→ The task
Show every line from the data below that includes "yellow".

→ Data for analysis

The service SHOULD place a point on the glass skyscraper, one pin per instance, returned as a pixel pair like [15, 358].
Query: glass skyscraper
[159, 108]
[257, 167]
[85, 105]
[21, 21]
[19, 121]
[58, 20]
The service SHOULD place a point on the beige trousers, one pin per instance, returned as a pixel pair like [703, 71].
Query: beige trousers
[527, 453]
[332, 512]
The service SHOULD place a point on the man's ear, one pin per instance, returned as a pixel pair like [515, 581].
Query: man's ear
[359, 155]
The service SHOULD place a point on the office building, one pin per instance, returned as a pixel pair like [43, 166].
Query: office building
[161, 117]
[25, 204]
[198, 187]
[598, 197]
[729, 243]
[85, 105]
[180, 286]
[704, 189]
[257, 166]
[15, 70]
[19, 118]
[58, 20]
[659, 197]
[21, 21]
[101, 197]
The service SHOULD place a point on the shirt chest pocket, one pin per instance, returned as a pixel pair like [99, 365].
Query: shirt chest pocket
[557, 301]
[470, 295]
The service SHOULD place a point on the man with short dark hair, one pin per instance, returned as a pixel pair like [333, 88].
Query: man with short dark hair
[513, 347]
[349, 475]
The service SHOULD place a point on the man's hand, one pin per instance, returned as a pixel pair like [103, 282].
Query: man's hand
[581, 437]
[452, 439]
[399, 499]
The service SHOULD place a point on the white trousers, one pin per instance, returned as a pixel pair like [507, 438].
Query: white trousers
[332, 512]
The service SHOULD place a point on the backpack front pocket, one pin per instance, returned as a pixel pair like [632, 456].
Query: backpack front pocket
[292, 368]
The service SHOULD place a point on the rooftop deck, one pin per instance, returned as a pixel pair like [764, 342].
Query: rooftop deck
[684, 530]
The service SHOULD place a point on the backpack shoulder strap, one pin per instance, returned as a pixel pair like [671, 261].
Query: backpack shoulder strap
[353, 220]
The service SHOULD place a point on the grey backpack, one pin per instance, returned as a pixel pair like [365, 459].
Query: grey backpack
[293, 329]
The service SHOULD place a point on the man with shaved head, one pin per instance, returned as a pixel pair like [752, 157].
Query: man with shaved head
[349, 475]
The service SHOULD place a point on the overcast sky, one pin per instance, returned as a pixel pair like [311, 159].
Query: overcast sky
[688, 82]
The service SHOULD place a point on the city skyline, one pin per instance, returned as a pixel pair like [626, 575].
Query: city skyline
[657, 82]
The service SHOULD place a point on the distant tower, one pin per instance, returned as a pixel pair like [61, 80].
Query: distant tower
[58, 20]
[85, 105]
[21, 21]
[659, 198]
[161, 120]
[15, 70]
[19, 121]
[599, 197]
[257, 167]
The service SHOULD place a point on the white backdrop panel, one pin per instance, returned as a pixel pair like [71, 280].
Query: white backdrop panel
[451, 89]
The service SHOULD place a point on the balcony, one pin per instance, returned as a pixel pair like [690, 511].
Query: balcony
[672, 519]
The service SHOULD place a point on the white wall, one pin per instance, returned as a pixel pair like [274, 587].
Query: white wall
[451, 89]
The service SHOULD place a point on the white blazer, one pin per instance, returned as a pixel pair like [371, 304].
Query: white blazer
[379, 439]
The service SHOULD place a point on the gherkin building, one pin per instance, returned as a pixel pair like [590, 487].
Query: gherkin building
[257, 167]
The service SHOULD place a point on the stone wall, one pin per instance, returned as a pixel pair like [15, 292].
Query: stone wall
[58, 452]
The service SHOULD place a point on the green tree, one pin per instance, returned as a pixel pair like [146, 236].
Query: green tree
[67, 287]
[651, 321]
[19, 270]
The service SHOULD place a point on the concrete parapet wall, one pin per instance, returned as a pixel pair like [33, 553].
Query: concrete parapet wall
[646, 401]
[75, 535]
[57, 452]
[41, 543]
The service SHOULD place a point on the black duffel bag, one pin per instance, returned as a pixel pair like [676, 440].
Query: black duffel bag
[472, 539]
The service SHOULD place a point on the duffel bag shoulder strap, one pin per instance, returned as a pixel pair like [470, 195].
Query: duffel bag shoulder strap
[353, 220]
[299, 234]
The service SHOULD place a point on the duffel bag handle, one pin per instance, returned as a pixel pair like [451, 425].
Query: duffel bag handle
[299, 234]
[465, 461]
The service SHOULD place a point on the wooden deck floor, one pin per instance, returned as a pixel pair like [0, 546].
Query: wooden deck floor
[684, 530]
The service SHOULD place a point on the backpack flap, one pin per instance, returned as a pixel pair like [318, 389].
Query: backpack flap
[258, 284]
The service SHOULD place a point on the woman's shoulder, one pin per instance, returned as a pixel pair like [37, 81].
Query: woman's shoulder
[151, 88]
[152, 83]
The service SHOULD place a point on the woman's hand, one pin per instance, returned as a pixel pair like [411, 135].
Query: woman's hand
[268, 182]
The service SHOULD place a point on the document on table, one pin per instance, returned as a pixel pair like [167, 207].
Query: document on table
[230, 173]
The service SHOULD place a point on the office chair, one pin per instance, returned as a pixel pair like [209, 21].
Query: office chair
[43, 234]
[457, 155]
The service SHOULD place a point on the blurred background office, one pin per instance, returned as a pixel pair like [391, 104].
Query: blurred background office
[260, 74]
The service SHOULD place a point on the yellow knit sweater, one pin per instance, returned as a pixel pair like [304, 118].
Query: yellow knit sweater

→ Exercise output
The service SHOULD place a point on the yellow knit sweater, one pin per instance, returned as a pixel pair like [304, 118].
Query: yellow knit sweater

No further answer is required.